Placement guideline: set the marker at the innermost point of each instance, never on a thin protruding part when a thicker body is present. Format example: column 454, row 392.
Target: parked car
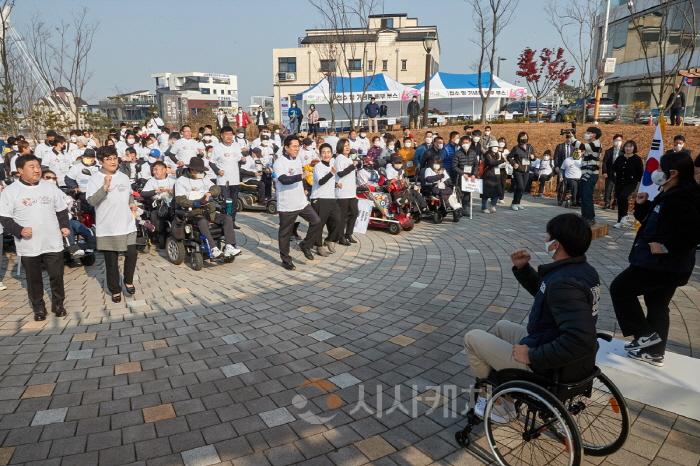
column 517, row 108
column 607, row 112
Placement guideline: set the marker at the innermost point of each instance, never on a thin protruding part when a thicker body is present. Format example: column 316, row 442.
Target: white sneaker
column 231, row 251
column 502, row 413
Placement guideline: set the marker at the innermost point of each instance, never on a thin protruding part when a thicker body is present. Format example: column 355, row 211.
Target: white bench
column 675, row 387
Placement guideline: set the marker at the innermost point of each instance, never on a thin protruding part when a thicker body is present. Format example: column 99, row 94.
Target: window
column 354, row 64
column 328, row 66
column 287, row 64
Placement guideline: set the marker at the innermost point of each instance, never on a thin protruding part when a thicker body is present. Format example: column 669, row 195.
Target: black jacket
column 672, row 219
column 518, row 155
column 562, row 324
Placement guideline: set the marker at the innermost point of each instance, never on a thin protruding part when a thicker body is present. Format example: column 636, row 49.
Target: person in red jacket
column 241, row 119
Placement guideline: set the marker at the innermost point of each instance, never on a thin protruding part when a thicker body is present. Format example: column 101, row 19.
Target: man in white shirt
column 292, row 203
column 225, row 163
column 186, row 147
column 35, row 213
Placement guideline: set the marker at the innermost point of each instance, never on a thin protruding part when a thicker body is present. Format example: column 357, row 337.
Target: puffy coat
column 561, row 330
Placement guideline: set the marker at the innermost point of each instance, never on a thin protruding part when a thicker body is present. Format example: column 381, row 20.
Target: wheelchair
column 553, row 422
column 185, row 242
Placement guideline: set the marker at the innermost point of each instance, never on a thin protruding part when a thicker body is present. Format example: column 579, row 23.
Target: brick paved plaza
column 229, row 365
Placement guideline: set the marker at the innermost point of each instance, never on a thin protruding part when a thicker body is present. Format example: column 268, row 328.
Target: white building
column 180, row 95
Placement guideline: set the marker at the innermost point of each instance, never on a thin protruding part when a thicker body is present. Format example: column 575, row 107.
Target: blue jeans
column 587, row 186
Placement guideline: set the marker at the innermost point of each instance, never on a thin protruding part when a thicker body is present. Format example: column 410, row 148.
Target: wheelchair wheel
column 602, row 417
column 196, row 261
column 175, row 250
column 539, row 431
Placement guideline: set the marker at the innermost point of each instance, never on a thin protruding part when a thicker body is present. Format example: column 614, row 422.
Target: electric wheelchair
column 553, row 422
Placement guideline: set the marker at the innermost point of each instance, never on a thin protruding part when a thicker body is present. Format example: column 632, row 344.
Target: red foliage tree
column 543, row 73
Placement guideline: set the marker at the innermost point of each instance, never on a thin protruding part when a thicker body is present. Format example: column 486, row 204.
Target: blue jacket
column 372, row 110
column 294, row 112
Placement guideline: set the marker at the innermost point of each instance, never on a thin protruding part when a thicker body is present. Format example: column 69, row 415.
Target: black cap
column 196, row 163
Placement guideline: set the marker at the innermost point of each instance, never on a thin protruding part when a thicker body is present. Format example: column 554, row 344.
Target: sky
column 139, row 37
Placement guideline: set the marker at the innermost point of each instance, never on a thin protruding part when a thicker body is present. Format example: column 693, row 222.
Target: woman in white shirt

Requirement: Give the lines above as a numbered list, skipping any blank lines and leaving out the pictures.

Task result:
1. Placement guideline: set the marker at the innermost point of each instance, never on a thin protruding part when a thicker body is present. Format example: column 454, row 392.
2. Target: parked car
3. column 517, row 108
4. column 607, row 112
5. Placement guideline: set the marker at the innermost point of each instance, never on a thin protruding part when a thicker body is present. Format example: column 316, row 442.
6. Target: white sneaker
7. column 231, row 251
8. column 502, row 413
9. Placement guideline: set the marker at the innermost point of each instance, never on a thin protruding part when a thicker body is present. Format example: column 355, row 211.
10. Target: white bench
11. column 675, row 387
12. Placement guideline: set the marker at the innermost point of each instance, never on a thin protruding part when a thicker body is present. Format example: column 99, row 94.
13. Target: window
14. column 354, row 64
15. column 328, row 66
16. column 287, row 64
17. Placement guideline: set the marker at the innermost point of each instance, never on a thin protruding part when a thicker body is present. Format example: column 669, row 195.
18. Target: black jacket
19. column 672, row 219
20. column 518, row 155
21. column 562, row 324
22. Placement guideline: set the marker at the innermost point of each instance, never on a thin protruding part when a thicker body is present. Format example: column 636, row 49.
23. Target: person in red jacket
24. column 241, row 119
25. Placement guideline: set the marker at the innermost point of each instance, never on a thin protruding part when a thicker body is present. Format example: column 101, row 19.
26. Target: man in white shirt
27. column 292, row 203
28. column 225, row 163
29. column 186, row 147
30. column 35, row 213
31. Placement guideline: set the marker at the innermost point of each instance, never on a thin protruding part when a thicker body is present. Format example: column 357, row 337.
32. Target: puffy coat
33. column 561, row 330
34. Placement guideline: set the marker at the innermost point of each instance, never on a thin protruding part when a thicker body is present. Format example: column 381, row 20.
35. Target: wheelchair
36. column 553, row 422
37. column 185, row 242
38. Placement guideline: set the marker at the innermost point of each instance, never on a thin protruding part when a thicker body is present. Format example: column 579, row 23.
39. Target: brick paved plaza
40. column 229, row 365
41. Placement guideline: set the marker at the innermost point of each instance, never on a thin protruding part when a thicker body is present. Format example: column 268, row 328.
42. Target: white building
43. column 180, row 95
44. Placement guideline: set the marker at the innermost point of each instance, never on a thin protruding part when a thicker body is present. Format example: column 575, row 107.
45. Target: blue jeans
46. column 587, row 186
47. Placement guideline: set the marker at the innermost point of each instance, never on a thin protruding part when a thicker body is present. Format example: column 410, row 148.
48. Target: wheelchair wheel
49. column 602, row 417
50. column 196, row 261
51. column 175, row 250
52. column 539, row 431
53. Placement guideline: set the marker at the innermost point of each instance, never on a thin protruding part when a thicker body is present. Format example: column 614, row 422.
54. Target: electric wheelchair
55. column 553, row 422
56. Placement guideline: set the marker at the innermost point of each instance, never on a thin protruding part when a thicker body is present. Format example: column 632, row 344.
57. Target: red foliage tree
58. column 543, row 73
59. Placement guideline: set the marker at the innermost point of each instance, never on a thin protruding part when a thicker body is present. Format example: column 486, row 204.
60. Target: blue jacket
61. column 372, row 110
62. column 294, row 112
63. Placement guideline: set the marker at the innermost point of each instance, never on a thin protruding part when a thicker body is present. Format example: column 69, row 415.
64. Target: black cap
65. column 196, row 163
66. Placement guideline: set the marker at the innermost point of each instance, never on a thin protruding part when a thicker body is present. Format example: column 554, row 344.
67. Target: sky
68. column 139, row 37
69. Placement guideline: set the marker at the innermost point of each instance, never on a thin protruding part when a thicker body is present. Format example: column 693, row 222.
70. Target: woman in white shirt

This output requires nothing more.